-- Information follows --

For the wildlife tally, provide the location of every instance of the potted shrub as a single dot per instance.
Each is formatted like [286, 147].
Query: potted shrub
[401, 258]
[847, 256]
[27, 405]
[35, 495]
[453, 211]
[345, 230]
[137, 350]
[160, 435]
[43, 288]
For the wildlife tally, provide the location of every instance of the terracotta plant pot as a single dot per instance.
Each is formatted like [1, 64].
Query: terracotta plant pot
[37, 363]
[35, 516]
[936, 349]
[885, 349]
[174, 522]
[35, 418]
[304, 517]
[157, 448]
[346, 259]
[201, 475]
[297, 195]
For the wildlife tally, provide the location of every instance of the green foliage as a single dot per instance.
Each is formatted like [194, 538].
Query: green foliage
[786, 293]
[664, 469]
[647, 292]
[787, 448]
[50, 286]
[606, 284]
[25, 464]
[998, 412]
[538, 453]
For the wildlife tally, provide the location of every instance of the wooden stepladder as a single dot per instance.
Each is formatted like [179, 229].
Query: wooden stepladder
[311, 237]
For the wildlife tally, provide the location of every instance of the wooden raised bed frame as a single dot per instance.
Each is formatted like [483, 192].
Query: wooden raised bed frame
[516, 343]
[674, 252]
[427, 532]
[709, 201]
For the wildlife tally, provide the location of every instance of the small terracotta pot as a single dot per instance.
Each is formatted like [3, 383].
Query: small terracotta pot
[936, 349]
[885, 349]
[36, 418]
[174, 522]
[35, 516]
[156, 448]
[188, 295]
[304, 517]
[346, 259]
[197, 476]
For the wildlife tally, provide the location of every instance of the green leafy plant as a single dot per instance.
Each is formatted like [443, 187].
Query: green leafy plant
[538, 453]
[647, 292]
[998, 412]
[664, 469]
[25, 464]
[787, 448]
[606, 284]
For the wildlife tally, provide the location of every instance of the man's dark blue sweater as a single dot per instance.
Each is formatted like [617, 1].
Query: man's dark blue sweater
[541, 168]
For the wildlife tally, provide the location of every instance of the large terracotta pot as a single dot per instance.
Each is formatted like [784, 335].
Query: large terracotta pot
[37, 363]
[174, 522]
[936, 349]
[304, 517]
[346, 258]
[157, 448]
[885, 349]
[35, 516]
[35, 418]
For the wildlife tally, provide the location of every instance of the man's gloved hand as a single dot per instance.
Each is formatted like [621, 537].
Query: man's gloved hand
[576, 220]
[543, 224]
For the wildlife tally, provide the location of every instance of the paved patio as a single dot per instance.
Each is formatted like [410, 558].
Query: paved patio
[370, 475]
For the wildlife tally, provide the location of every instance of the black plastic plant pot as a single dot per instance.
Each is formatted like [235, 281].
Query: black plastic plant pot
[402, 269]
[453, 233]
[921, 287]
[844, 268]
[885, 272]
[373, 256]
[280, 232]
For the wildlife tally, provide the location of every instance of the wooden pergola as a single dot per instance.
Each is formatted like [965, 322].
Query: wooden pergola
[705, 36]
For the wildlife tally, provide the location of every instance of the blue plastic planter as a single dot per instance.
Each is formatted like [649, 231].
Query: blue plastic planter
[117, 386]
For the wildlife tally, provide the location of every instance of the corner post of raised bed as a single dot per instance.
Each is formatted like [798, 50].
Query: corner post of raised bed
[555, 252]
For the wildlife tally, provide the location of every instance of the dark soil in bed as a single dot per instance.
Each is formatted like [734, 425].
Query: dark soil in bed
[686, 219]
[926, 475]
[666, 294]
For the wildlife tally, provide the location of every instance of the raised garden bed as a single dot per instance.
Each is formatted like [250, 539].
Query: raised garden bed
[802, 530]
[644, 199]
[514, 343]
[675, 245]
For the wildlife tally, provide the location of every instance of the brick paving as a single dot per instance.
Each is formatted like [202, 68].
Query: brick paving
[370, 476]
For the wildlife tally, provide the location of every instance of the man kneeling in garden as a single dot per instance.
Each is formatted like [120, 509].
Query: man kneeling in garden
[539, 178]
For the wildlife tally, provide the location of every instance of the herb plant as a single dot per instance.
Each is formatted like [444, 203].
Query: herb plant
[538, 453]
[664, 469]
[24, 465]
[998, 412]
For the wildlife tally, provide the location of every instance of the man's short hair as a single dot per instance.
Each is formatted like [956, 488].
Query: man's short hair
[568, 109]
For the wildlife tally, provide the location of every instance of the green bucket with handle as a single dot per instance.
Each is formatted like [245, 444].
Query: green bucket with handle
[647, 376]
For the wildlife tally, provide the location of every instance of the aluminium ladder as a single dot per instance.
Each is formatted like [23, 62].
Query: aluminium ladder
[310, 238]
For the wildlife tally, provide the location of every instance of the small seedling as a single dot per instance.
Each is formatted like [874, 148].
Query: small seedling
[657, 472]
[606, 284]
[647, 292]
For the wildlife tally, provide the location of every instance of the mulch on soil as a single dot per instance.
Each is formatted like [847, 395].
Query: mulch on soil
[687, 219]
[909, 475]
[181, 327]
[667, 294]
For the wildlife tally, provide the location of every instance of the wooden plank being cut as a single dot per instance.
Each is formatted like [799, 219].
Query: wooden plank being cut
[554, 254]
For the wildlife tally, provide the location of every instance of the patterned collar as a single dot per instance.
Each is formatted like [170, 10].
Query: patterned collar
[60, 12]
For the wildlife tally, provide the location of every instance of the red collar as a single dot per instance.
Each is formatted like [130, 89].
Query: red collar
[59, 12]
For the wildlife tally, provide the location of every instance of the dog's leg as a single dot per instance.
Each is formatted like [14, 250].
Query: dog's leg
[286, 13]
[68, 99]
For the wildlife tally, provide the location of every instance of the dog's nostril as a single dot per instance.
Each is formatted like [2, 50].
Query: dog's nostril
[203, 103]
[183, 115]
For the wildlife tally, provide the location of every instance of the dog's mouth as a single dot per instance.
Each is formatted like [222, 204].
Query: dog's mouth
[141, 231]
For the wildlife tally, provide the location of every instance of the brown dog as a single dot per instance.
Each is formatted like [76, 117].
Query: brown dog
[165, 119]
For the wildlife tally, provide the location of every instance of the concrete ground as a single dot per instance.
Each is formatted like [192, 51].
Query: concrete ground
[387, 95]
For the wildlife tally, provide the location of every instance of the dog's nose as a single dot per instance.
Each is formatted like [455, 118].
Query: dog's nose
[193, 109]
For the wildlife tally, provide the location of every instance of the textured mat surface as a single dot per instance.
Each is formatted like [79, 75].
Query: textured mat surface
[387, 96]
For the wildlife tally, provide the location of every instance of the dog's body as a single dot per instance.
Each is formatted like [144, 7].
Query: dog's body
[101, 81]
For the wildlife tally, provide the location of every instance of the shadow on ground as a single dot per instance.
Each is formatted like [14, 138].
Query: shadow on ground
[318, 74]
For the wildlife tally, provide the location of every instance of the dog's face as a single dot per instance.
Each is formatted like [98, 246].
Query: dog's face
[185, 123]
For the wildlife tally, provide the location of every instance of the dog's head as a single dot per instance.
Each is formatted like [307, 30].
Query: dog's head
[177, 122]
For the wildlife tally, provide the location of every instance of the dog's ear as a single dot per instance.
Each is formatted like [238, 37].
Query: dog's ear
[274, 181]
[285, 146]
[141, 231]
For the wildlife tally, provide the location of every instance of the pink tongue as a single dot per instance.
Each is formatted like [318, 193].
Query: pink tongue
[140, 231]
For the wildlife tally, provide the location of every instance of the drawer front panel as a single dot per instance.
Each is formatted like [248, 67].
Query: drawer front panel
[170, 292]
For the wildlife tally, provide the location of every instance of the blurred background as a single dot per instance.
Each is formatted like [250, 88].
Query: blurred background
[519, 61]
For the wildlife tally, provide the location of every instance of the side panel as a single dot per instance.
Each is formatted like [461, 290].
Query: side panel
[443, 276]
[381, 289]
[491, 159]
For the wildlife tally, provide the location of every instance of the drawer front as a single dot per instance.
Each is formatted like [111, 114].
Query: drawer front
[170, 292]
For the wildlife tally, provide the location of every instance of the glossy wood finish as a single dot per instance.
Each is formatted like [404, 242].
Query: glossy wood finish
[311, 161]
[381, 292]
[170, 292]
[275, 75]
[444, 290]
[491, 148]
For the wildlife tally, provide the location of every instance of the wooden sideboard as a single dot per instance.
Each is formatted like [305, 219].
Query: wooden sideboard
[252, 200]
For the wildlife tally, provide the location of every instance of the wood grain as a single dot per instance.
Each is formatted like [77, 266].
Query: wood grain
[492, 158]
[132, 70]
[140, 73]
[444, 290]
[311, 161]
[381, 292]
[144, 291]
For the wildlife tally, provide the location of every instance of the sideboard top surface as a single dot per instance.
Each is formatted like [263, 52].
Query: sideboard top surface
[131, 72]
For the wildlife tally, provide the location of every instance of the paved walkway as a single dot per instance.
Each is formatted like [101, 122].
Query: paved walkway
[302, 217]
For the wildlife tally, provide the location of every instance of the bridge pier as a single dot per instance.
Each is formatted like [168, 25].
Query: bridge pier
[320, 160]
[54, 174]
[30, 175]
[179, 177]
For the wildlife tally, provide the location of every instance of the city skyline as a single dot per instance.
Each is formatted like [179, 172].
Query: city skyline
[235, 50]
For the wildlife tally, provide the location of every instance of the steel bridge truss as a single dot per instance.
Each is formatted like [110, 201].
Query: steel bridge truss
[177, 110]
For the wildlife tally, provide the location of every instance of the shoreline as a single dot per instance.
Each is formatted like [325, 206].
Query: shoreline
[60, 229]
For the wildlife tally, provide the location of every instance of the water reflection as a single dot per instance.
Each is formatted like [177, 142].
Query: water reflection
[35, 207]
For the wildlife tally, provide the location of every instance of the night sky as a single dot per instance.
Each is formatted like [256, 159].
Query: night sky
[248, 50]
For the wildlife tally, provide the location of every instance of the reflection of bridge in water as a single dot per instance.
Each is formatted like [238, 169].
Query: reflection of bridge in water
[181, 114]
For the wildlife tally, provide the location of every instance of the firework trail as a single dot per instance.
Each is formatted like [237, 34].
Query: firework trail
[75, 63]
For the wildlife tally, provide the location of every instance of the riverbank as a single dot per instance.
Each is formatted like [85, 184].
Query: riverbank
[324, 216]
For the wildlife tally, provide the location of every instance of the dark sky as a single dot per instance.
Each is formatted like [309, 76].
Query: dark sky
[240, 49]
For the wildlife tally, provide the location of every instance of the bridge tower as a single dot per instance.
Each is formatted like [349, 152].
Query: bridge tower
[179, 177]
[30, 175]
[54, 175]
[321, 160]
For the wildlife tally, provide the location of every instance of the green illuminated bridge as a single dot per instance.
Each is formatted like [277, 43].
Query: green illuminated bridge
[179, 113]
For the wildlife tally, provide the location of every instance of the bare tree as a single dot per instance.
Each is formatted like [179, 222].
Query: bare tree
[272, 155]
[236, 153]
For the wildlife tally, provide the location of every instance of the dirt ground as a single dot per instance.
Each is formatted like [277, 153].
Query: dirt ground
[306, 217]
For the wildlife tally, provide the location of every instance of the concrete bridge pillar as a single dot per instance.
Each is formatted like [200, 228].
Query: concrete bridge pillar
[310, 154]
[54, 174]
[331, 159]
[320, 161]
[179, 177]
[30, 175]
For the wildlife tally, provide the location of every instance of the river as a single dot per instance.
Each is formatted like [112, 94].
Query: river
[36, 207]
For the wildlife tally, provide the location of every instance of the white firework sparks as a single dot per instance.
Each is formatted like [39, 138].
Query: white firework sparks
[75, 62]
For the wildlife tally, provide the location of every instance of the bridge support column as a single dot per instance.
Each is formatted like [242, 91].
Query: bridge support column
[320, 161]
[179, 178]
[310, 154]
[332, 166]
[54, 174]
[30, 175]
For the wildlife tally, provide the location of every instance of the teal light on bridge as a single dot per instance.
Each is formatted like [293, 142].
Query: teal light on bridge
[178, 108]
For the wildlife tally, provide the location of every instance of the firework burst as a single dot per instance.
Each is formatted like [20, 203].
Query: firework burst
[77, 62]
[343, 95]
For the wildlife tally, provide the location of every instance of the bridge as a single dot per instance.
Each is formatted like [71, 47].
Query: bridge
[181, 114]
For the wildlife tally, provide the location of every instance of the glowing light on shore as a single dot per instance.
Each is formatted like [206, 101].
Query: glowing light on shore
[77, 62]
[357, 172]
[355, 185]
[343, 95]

-- Information concluded --

▶ [Exercise goal]:
An exact copy of the lines from the one with "column as a single dot per instance." to the final line of the entries is all that the answer should hold.

▶ [Answer to this problem]:
For the wildlife tally, provide the location of every instance of the bridge support column as a single dot per instance.
Each is formatted like [242, 91].
Query: bridge support column
[320, 161]
[179, 178]
[310, 154]
[332, 166]
[54, 174]
[30, 175]
For the wildlife tally, provide the location of every instance of the teal light on bridge as a single dot per instance.
Each is formatted like [293, 142].
Query: teal light on bridge
[178, 108]
For the wildlife tally, provide the location of every instance of the firework burst as a single dot per instance.
Each is formatted like [20, 203].
Query: firework burst
[77, 62]
[343, 95]
For the wildlife tally, provide the location of every instance of the bridge as a single dot per instance.
Each is formatted like [71, 47].
Query: bridge
[181, 114]
For the wildlife tally, provide the location of every instance of the glowing light on shore as a single dot per instance.
Each is formatted like [206, 101].
Query: glowing light on shore
[77, 62]
[357, 172]
[355, 185]
[343, 95]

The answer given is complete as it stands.